• Task to carry out
Pull out every line in the entries below that contains the word "large". The match is case-sensitive.

• Input rows
= = = =
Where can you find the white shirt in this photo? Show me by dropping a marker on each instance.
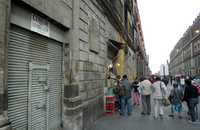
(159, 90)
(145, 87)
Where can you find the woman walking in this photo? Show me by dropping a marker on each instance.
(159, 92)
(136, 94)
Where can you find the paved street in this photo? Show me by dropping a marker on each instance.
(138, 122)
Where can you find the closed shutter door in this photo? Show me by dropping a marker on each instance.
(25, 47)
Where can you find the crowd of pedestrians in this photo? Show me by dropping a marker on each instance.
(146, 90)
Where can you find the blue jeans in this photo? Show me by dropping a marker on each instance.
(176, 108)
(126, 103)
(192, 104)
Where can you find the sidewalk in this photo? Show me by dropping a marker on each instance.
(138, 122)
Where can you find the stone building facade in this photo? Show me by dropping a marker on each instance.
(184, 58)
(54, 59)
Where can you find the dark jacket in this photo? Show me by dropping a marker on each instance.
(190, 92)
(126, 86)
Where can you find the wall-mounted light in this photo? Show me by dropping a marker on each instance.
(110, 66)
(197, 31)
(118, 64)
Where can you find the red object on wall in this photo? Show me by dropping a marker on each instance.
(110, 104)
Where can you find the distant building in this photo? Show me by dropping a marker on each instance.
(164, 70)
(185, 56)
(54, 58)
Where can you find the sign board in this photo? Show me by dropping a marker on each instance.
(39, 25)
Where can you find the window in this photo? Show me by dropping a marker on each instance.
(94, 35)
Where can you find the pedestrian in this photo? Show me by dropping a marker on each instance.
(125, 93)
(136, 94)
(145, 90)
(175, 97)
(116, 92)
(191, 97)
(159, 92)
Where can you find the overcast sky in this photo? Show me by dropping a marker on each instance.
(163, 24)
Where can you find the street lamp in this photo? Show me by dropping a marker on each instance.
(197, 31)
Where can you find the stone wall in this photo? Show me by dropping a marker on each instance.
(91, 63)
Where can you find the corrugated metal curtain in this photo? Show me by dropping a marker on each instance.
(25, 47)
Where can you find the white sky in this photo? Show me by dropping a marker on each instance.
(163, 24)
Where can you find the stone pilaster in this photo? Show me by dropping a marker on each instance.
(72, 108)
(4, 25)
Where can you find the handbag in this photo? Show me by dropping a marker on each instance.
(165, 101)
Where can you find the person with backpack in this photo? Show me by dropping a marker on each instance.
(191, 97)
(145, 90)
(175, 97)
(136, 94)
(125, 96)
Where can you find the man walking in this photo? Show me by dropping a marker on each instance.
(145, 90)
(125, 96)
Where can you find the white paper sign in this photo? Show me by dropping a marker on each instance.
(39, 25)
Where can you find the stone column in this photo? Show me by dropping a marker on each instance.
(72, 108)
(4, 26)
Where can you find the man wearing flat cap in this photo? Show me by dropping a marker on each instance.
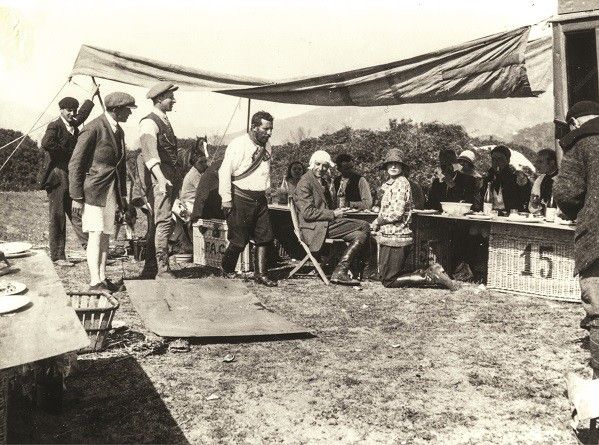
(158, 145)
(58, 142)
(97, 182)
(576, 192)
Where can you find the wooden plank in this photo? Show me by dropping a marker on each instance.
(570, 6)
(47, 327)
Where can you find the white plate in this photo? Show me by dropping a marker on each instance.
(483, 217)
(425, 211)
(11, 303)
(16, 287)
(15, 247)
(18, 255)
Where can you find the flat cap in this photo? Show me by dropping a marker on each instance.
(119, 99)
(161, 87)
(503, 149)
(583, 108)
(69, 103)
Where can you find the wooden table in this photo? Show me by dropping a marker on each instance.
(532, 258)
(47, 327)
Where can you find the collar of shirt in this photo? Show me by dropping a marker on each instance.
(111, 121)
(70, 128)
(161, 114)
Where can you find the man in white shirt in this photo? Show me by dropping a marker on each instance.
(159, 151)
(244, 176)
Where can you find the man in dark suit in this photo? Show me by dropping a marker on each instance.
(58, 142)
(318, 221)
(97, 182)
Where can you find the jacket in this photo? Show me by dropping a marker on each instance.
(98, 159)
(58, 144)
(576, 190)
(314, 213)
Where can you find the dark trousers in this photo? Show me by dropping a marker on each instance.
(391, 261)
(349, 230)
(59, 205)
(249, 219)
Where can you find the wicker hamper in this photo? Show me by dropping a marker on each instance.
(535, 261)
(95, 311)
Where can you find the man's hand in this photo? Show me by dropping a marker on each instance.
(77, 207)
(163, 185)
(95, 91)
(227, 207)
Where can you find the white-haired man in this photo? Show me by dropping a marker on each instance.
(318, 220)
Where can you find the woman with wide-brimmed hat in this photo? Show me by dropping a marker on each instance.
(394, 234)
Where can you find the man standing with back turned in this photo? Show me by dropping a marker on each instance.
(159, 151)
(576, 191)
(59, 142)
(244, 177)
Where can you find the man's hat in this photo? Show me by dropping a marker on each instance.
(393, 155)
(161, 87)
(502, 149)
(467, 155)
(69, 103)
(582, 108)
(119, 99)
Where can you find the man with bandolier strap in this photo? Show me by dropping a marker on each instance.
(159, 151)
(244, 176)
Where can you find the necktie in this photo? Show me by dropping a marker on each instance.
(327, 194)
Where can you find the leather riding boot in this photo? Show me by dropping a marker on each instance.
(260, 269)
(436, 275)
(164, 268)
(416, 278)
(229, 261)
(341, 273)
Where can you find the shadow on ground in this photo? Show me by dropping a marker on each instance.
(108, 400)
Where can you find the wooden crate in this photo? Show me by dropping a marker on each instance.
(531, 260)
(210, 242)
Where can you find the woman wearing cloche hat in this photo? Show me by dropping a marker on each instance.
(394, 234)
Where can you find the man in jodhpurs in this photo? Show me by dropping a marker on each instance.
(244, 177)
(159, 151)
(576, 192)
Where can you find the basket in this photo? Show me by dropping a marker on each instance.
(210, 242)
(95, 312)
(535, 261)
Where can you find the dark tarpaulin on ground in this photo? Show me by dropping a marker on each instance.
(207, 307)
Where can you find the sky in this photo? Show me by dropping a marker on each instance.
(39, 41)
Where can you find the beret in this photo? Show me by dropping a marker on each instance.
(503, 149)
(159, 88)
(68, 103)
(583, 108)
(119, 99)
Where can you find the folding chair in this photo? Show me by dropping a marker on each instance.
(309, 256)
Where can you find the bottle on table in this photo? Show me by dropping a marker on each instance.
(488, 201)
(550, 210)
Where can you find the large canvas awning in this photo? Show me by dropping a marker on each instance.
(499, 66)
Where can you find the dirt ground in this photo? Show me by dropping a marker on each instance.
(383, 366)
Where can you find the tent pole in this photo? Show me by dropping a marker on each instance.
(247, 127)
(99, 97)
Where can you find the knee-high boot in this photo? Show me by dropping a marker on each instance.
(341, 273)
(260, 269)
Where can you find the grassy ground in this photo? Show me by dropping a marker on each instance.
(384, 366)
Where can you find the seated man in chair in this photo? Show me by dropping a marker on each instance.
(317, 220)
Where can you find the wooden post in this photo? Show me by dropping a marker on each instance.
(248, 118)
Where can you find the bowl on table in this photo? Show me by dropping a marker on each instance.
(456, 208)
= = = =
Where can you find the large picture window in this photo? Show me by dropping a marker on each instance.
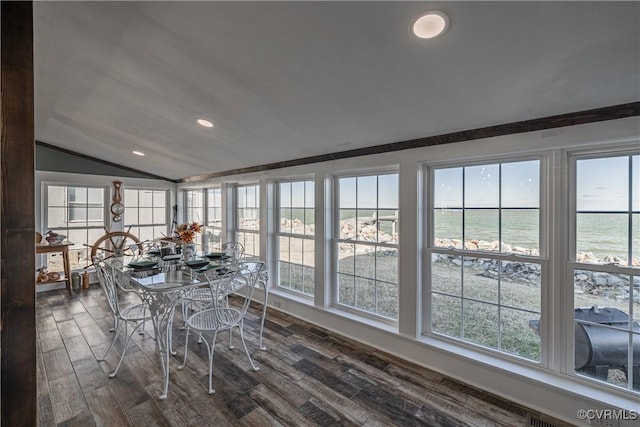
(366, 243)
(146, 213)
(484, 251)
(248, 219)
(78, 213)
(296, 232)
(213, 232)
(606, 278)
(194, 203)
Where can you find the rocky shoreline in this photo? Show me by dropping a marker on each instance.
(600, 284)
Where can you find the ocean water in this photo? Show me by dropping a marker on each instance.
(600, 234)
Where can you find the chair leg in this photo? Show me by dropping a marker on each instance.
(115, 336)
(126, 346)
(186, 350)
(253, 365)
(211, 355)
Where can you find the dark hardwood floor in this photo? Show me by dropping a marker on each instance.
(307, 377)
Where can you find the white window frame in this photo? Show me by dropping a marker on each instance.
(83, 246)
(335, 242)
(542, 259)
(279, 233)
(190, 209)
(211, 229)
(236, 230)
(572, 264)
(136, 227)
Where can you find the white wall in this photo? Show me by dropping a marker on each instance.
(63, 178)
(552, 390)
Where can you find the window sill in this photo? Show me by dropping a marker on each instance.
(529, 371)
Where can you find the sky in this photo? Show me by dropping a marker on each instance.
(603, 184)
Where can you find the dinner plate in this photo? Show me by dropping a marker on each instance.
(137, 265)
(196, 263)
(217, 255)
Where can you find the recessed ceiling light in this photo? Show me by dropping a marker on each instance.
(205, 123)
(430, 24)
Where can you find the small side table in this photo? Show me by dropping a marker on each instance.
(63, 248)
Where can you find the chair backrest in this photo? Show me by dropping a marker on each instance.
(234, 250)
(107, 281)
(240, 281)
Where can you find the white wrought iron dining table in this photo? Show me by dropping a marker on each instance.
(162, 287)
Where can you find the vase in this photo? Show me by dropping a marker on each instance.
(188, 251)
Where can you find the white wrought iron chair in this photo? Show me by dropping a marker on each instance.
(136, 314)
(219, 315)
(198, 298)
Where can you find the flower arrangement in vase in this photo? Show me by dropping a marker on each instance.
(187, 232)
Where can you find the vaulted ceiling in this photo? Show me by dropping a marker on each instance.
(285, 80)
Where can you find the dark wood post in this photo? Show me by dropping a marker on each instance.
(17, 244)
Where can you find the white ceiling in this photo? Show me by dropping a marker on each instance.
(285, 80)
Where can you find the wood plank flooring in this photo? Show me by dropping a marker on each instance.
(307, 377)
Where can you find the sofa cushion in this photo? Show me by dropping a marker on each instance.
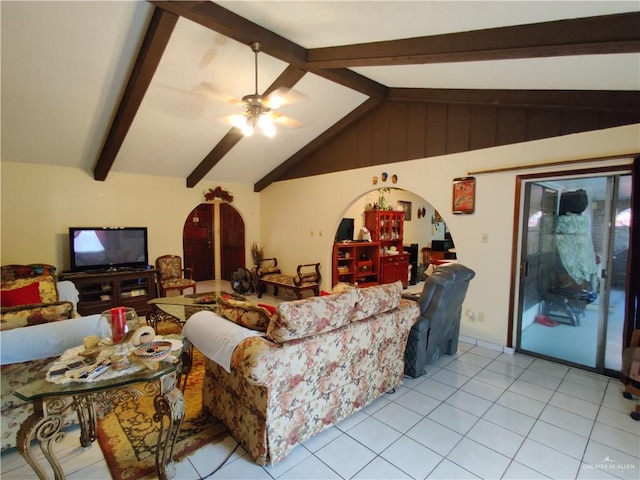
= = = =
• Correct output
Where can you find the large canvas awning in this photo? Show me by dropping a marker on each instance.
Where can you find the large picture window in this photo? Show me by dropping a marker on each instance.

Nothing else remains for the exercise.